- **Required work**
Look below for the line that contains "the woman in tan blazer", then copy it and each following line exactly, through and including the line that contains "the suv window".

- **Listed records**
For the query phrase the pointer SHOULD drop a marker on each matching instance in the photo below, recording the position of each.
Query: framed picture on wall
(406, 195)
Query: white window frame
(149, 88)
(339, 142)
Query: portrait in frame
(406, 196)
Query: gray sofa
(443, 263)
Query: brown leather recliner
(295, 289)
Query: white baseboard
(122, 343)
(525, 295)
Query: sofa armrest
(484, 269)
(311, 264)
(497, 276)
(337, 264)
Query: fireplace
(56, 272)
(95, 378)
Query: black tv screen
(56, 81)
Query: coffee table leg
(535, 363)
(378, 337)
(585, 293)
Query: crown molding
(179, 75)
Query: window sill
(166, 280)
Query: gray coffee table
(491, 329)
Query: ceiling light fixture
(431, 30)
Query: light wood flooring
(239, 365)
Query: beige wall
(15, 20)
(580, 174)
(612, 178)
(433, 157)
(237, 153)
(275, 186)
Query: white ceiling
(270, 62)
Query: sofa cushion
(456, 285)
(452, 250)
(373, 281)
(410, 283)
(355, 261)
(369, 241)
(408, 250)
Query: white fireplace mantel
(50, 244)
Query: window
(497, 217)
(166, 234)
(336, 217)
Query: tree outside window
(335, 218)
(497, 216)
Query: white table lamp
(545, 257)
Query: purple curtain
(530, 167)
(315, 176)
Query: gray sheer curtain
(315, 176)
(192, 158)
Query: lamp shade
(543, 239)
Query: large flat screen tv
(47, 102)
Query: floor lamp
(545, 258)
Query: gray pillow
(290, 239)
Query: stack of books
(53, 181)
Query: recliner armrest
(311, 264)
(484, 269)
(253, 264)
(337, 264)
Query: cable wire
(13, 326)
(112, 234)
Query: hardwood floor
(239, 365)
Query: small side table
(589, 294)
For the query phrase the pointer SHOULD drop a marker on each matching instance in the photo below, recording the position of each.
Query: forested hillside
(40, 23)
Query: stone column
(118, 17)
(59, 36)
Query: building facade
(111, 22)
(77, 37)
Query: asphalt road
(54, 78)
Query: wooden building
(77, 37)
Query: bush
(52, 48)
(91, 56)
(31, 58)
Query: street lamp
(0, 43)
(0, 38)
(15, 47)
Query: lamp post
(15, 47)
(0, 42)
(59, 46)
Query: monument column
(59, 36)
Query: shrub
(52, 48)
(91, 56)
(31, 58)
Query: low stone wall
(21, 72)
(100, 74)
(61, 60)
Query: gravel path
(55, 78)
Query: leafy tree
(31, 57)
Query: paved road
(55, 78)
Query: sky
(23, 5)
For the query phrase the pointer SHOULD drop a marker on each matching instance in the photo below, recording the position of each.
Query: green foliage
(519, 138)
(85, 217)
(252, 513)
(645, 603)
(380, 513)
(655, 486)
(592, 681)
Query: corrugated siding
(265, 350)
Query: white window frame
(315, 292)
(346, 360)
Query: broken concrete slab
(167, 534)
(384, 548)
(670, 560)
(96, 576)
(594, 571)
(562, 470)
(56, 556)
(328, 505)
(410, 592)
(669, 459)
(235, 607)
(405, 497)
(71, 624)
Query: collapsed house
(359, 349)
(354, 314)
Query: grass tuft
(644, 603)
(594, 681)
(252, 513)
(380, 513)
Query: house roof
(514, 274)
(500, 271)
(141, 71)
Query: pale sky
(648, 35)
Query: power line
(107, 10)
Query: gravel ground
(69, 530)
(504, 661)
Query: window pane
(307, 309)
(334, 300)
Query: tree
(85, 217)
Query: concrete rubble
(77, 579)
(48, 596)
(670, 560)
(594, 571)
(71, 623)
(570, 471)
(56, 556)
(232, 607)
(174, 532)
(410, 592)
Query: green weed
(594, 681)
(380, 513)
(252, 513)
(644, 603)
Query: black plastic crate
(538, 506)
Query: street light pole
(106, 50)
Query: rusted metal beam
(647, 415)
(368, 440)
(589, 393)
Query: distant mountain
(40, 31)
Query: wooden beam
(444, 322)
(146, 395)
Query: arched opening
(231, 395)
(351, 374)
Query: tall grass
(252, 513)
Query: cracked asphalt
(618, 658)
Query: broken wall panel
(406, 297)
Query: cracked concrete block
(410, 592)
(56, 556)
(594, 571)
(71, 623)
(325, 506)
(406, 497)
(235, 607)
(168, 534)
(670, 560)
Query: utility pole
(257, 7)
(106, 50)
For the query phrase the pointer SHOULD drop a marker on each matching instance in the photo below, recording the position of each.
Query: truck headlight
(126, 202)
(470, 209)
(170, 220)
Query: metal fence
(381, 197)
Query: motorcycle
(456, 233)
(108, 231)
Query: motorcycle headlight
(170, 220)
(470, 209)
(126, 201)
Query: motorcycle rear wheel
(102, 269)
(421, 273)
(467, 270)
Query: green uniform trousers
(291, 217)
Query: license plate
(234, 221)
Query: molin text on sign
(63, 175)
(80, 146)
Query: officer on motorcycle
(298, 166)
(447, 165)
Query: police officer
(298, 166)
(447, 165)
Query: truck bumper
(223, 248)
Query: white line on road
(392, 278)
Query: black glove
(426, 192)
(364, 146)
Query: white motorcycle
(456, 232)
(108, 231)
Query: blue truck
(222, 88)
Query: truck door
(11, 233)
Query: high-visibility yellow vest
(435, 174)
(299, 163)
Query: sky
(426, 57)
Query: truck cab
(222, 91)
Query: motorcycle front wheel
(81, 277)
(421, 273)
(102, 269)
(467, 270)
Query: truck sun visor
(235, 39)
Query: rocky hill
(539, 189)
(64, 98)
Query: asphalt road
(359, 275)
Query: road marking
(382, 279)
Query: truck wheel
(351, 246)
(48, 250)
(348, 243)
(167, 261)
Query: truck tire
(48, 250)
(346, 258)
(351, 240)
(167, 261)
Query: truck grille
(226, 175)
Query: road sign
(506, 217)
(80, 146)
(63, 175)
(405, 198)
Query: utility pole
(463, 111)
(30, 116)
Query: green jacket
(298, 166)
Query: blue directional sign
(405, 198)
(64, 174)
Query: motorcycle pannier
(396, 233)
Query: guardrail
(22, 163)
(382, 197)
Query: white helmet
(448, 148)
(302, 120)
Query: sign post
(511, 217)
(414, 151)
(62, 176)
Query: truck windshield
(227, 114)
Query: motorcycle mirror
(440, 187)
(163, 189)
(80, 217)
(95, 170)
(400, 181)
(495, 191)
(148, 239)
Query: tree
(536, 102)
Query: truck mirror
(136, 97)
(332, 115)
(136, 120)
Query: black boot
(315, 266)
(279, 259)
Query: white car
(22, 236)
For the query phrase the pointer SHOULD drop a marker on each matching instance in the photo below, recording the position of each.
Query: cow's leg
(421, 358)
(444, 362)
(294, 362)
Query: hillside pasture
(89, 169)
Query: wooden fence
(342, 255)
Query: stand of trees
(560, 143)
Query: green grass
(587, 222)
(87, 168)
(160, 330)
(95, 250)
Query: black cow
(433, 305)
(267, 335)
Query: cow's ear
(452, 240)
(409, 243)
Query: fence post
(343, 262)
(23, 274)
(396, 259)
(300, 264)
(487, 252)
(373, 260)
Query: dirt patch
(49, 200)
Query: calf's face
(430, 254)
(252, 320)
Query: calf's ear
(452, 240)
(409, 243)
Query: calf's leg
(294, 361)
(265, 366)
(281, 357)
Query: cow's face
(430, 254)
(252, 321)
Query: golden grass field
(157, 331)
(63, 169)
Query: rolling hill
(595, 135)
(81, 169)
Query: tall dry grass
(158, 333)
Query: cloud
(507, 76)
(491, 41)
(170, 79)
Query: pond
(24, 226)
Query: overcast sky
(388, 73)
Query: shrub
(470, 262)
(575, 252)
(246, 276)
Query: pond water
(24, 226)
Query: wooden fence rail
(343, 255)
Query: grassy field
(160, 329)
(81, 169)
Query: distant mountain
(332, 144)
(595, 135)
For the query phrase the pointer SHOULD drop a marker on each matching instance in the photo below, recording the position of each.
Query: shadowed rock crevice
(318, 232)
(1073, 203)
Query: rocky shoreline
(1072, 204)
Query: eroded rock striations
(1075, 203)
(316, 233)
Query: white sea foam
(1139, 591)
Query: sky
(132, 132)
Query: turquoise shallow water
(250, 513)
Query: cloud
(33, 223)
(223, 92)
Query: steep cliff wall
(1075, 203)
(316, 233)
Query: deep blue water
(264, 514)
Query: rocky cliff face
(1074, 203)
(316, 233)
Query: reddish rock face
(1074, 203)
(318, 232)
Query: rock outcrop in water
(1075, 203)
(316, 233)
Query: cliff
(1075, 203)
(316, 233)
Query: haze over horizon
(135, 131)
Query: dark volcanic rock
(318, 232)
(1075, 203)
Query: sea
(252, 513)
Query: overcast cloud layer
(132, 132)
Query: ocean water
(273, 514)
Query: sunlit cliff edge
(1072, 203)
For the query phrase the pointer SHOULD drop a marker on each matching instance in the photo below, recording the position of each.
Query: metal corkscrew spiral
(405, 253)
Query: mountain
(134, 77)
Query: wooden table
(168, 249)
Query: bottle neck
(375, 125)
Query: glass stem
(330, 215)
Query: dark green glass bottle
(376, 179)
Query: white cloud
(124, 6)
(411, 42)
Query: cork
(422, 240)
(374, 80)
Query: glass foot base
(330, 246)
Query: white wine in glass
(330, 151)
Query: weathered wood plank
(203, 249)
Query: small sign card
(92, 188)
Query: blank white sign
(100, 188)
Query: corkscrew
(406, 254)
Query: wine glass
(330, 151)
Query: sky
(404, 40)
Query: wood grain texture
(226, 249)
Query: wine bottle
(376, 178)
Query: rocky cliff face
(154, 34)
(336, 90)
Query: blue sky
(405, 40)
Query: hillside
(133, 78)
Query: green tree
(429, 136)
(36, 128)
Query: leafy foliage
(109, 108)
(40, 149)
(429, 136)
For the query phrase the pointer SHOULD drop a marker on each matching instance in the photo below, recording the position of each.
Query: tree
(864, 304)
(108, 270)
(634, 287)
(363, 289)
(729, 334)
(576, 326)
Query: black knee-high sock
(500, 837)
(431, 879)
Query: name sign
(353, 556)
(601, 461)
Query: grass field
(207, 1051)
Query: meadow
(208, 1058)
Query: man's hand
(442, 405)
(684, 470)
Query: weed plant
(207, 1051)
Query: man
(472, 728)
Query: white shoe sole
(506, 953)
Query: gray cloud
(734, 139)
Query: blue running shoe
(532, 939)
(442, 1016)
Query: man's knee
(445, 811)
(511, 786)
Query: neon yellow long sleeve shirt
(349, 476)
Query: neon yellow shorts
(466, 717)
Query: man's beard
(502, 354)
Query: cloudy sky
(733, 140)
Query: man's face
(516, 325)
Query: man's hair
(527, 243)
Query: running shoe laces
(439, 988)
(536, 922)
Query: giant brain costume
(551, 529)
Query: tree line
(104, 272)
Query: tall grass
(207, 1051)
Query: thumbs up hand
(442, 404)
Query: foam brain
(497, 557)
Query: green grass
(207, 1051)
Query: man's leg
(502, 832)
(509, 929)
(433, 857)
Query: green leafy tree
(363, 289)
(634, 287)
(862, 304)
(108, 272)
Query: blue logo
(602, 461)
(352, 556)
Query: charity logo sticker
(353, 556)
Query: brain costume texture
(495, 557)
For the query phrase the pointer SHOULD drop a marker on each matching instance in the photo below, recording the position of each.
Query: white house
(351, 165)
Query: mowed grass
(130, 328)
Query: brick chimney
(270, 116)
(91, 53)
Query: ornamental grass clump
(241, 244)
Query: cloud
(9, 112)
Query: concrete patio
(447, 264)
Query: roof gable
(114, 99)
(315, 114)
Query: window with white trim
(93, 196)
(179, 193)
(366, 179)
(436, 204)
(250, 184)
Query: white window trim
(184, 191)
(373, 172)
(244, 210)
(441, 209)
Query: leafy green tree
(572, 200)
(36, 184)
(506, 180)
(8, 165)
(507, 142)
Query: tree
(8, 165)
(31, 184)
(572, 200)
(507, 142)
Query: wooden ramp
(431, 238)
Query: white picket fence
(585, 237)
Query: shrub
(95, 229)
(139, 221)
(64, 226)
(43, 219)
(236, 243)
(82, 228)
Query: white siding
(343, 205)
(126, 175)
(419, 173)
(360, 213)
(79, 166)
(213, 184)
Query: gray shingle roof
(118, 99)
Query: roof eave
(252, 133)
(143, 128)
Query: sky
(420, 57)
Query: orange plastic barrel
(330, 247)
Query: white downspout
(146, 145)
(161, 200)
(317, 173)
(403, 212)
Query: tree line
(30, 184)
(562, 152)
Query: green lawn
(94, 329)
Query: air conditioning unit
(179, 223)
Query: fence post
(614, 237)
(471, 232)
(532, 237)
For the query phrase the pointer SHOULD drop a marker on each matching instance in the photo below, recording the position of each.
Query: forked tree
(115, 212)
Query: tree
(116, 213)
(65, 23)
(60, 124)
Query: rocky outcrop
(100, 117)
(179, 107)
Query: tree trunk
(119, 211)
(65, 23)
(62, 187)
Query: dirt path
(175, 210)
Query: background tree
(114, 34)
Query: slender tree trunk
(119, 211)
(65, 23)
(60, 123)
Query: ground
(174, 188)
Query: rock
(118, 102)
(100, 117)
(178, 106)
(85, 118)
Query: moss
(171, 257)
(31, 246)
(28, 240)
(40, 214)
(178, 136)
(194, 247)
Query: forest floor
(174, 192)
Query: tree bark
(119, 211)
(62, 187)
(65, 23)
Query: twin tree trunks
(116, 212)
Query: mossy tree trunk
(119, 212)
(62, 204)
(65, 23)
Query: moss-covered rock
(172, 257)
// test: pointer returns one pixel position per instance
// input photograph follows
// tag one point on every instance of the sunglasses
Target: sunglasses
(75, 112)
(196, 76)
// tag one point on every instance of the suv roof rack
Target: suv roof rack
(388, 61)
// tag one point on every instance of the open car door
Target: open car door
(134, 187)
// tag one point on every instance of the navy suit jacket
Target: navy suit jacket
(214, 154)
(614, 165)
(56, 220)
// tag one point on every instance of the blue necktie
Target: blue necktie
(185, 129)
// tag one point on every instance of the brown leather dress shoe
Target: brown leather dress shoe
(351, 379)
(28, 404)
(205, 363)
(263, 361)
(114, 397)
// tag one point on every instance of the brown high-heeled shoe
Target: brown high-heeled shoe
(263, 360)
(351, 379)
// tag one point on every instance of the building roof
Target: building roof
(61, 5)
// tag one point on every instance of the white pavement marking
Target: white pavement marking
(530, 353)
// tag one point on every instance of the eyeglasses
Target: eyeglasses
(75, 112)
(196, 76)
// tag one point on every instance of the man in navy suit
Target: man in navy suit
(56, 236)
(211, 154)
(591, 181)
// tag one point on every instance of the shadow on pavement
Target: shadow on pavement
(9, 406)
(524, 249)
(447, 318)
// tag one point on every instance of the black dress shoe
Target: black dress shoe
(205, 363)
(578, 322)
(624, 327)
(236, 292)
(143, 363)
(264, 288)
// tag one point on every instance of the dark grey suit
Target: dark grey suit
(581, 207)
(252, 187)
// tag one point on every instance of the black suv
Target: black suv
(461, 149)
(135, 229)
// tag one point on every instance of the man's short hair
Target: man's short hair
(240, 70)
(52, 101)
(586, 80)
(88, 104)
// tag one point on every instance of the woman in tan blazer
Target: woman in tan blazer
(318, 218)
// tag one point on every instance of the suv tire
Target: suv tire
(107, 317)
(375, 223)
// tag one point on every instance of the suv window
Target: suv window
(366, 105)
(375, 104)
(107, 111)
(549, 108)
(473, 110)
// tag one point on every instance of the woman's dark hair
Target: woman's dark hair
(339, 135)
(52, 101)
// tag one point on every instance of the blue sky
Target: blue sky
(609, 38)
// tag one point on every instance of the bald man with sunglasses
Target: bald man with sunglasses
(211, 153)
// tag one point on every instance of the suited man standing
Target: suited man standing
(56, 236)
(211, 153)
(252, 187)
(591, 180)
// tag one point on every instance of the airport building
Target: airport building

- **Result of the exercise**
// tag one point on every instance of the woman in tan blazer
Target: woman in tan blazer
(318, 218)
// tag one point on every instance of the suv tire
Target: suv tire
(107, 317)
(375, 223)
// tag one point on every instance of the suv window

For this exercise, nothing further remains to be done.